Ou comment aborder le documentaire de Gianfranco Rosi, premier tour de force des RIDM.

Eyesteel

Les Rencontres internationales du documentaire de Montréal (RIDM) reviennent à Montréal jusqu’au 20 novembre, pour le plus grand bonheur des cinéphiles. Avec près de cent films présentés, les RIDM nous font voyager de Jérusalem à Lampedusa, de Paris à Montréal. Disséminée entre plusieurs cinémas du centre de Montréal, la programmation originale et éclectique de 2016 promet d’offrir aux spectateurs un nouveau regard sur le monde.


Le plus grand malheur du journaliste culturel est que plus un film est réussi, plus il est difficile de lui rendre justice avec des mots. Pour nous faciliter la tâche, il faudrait garder à l’esprit que, de même que des images filmées ne représentent qu’un infime faisceau de la réalité, un article du Délit  ne reflète hélas qu’un grain de ce qu’il cherche à exprimer. Au lecteur, donc, à travers la force de son imagination, de mettre en relief ce qui est lu, de rendre aux idées la totalité de leur dimension.

Lors de sa toute première présentation aux RIDM de Montréal, le 10 Novembre 2016, les images capturées par le réalisateur italien Gianfranco Rosi sont parvenues à émouvoir et faire rire de façon presque équitable. Le sujet : la crise des réfugiés. Peut-être la plus grande tragédie qui a frappé l’Europe depuis l’Holocauste, pour reprendre les mots du cinéaste, lors d’une conférence de presse après avoir reçu l’Ours d’or à Berlin. Le caractère pressant de ce qui est rarement compris autrement que comme un « sujet d’actualité » est bel et bien une réalité qui ne s’arrête pas lorsque l’on ferme son journal. Et pourtant, les bêtises de Samuele, un petit garçon que l’on suit tout au long du film, adoucissent le drame tout en questionnant la responsabilité de chacun de nous.

» **OBJECTIF ÉNONCÉ 1**: D'après l'article sur le documentaire de Gianfranco Rosi, jusqu'à quelle date les RIDM se tiennent-elles à Montréal ?
» **OBJECTIF ÉNONCÉ 2**: Reprenez, s'il vous plaît, l'article sur le documentaire de Gianfranco Rosi à la suite de sa dernière phrase et poursuivez-le.

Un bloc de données

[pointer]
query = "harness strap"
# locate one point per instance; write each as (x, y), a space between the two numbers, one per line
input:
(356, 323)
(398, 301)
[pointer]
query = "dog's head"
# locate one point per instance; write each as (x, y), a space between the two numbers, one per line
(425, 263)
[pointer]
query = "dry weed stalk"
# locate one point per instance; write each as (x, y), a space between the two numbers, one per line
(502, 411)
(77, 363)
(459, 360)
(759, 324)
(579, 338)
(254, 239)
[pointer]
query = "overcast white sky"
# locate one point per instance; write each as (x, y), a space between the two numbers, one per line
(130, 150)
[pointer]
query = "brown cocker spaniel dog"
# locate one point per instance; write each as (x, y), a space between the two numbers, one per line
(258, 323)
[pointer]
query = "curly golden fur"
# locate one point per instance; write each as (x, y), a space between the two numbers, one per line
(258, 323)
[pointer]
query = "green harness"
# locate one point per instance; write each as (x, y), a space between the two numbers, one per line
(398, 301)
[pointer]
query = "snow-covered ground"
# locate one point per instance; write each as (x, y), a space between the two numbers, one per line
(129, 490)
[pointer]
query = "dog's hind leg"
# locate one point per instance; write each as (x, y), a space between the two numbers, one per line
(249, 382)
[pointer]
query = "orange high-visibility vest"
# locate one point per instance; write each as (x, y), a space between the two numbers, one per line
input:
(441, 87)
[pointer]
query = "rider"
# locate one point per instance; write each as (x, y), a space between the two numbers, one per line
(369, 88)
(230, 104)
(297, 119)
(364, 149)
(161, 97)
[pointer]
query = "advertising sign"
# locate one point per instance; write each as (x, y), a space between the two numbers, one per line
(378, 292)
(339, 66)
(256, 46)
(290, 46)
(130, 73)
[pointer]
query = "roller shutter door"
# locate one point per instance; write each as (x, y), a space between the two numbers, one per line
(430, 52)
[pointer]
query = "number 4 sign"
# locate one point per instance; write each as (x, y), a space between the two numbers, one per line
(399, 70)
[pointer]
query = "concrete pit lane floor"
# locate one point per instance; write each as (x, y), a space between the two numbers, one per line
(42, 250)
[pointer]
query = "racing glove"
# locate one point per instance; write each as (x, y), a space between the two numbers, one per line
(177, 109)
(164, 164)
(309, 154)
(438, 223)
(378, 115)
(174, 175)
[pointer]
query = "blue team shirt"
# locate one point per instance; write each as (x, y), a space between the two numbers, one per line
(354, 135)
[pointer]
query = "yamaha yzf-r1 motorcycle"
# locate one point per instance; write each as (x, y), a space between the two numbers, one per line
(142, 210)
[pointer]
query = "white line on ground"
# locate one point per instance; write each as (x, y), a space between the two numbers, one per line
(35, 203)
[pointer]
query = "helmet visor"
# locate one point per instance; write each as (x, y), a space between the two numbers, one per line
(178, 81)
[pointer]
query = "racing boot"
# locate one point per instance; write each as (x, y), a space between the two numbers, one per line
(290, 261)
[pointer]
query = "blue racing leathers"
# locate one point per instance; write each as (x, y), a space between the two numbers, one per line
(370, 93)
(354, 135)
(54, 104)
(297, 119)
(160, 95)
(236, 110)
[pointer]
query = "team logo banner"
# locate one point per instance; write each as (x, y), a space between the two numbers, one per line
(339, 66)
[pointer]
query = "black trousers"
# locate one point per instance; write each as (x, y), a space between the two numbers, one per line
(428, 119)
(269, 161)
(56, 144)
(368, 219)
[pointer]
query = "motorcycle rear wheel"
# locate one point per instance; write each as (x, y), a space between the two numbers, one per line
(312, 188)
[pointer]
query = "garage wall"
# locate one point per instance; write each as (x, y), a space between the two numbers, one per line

» **RÉPONSE RÉDIGÉE 1**: Jusqu'au 20 novembre.

» **RÉPONSE RÉDIGÉE 2**:
Prise en triangle entre Malte, la Sicile et la Tunisie, l’île de Lampedusa est devenue une plaque tournante de la crise migratoire mais n’en possède pas moins d’habitants sédentaires, qui vivent de la pêche et naviguent ses eaux alentour depuis des générations. La famille de Samuele n’échappe pas à ce quotidien. Près d’une fenêtre, le jeune garçon écoute distraitement sa grand-mère lui conter son expérience en temps de guerre. À son âge, il se préoccupe surtout de la fabrication de son lance pierre qui transformera un champ de cactus en terrain de jeu.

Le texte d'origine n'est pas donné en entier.